Assigned task ▸
Go to the line in the entries below that holds "Target = rubble on floor" and repeat exactly from there through the line that holds "Target = man wearing white hard hat", inclusive.

Data extract ▸
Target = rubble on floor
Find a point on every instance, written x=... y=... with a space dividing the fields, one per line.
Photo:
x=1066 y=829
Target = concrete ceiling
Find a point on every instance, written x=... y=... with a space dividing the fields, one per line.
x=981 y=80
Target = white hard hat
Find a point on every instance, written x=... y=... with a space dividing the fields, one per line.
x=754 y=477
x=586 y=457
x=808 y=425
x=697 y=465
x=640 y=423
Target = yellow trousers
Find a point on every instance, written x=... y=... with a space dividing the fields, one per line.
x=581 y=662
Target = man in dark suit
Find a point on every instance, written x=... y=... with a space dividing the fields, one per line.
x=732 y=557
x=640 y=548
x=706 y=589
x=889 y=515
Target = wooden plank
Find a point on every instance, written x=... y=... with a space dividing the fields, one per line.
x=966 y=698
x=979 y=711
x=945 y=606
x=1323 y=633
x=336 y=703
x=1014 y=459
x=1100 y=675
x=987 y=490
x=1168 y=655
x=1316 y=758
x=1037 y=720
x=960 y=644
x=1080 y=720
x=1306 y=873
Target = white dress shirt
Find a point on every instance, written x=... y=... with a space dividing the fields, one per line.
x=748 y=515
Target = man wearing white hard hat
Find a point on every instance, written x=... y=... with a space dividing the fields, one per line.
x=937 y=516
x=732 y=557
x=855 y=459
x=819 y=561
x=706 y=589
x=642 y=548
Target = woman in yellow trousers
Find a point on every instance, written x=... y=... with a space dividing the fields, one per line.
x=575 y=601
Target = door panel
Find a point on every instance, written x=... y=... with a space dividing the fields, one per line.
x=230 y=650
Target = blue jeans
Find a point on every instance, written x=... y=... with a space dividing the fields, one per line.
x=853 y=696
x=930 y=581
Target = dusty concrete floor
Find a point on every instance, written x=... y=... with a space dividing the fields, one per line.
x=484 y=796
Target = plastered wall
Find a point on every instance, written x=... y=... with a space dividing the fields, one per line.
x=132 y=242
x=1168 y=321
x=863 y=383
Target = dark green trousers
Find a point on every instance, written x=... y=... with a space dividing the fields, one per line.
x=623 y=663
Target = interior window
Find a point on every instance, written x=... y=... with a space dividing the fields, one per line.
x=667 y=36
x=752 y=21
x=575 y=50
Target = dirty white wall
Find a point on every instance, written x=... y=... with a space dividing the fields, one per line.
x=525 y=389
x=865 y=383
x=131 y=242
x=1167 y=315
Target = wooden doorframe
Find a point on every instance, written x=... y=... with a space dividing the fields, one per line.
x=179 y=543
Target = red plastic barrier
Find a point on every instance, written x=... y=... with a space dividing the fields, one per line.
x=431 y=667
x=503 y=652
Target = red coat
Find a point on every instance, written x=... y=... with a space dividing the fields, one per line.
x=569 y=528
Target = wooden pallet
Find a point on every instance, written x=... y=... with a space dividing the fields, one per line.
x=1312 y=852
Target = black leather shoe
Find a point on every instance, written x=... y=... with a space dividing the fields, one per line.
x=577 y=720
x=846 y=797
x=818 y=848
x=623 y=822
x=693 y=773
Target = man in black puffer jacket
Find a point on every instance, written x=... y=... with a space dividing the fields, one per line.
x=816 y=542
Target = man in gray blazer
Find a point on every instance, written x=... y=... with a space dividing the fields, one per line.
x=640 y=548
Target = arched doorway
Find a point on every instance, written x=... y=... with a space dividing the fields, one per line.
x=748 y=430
==
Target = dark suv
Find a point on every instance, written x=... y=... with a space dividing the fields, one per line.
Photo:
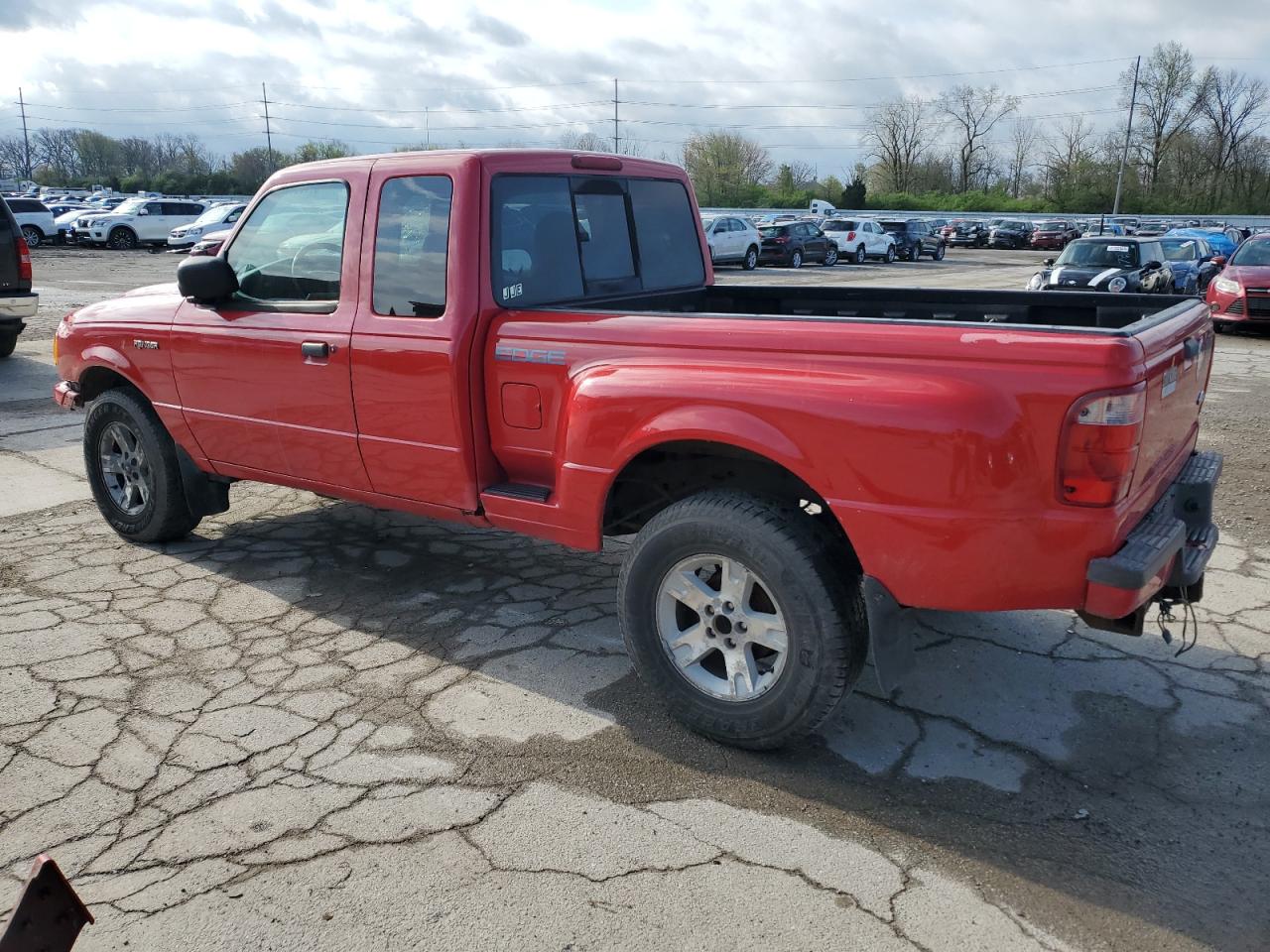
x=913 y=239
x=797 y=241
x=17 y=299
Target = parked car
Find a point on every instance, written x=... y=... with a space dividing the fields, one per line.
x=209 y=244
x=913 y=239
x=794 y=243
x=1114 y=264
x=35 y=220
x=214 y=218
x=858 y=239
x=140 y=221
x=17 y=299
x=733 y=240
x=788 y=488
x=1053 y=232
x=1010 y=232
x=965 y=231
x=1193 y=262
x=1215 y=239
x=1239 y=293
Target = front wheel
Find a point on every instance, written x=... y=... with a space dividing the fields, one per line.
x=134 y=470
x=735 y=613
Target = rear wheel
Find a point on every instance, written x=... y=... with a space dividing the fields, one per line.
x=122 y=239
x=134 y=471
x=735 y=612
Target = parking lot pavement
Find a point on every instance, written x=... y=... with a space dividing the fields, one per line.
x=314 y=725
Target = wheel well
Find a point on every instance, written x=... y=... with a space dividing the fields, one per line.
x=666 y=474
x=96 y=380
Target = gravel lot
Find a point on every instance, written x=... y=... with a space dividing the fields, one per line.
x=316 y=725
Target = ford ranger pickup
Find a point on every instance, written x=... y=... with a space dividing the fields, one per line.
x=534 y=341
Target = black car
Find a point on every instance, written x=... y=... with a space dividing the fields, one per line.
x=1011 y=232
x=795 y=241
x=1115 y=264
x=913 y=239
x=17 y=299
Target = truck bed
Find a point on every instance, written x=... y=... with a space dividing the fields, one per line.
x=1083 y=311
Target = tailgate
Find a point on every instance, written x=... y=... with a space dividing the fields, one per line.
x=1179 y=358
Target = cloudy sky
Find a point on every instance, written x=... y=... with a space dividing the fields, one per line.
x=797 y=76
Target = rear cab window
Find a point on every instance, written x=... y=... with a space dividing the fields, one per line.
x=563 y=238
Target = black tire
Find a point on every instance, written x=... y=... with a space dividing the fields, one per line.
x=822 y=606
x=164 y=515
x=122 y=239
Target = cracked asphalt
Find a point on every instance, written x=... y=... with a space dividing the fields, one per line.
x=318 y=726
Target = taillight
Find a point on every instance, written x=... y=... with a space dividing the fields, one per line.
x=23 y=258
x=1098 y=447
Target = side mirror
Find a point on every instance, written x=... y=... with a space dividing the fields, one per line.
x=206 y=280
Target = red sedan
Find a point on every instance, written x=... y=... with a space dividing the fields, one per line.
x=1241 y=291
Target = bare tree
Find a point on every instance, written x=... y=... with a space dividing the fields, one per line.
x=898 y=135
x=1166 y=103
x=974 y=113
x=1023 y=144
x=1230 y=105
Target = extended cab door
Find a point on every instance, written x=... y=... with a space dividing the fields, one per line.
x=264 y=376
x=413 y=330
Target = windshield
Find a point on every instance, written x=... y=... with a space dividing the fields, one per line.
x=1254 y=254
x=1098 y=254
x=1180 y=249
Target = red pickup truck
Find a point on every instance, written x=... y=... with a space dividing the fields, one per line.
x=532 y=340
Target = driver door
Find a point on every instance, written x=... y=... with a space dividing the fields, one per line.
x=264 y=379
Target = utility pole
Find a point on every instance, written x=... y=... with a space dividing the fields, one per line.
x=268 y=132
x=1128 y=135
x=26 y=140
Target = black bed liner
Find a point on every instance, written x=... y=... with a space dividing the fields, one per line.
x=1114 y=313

Answer to the exercise ▸
Target = rubble on floor
Find a point on every instance, written x=... y=... with a space dividing the fields, one per line.
Photo:
x=1066 y=829
Target = concrete ceiling
Find a point on every instance, written x=... y=... with a space dividing the fields, one per line.
x=981 y=80
Target = white hard hat
Find a point on every instance, written x=... y=... with a space dividing the fields, one per line.
x=754 y=477
x=586 y=457
x=808 y=425
x=697 y=465
x=640 y=423
Target = yellow trousers
Find a point on every instance, written x=... y=... with a space dividing the fields, one per line.
x=581 y=662
Target = man in dark suit
Find a point on every instance, written x=... y=... with a space dividing the fields, one per line.
x=732 y=557
x=640 y=548
x=706 y=589
x=889 y=515
Target = wooden plank
Find a point on every instance, written x=... y=... with a space dividing the fields, one per line.
x=966 y=698
x=979 y=711
x=945 y=606
x=1323 y=633
x=336 y=703
x=1014 y=459
x=1100 y=675
x=987 y=490
x=1168 y=655
x=1316 y=758
x=1037 y=720
x=960 y=644
x=1080 y=720
x=1306 y=873
Target = white dress shirt
Find a point on every instance, written x=... y=... with a space dividing the fields, one per line.
x=748 y=515
Target = man wearing white hard hat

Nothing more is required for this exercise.